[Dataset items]
==*==
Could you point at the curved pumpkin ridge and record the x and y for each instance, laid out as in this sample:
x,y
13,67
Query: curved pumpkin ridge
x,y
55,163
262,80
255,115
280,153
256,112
==*==
Assignment: Print every record above exactly as it appears.

Written response:
Could you point at the curved pumpkin ridge and record the x and y for each instance, laid out as in this sample:
x,y
13,67
Query: curved pumpkin ridge
x,y
55,163
262,80
255,115
280,153
256,112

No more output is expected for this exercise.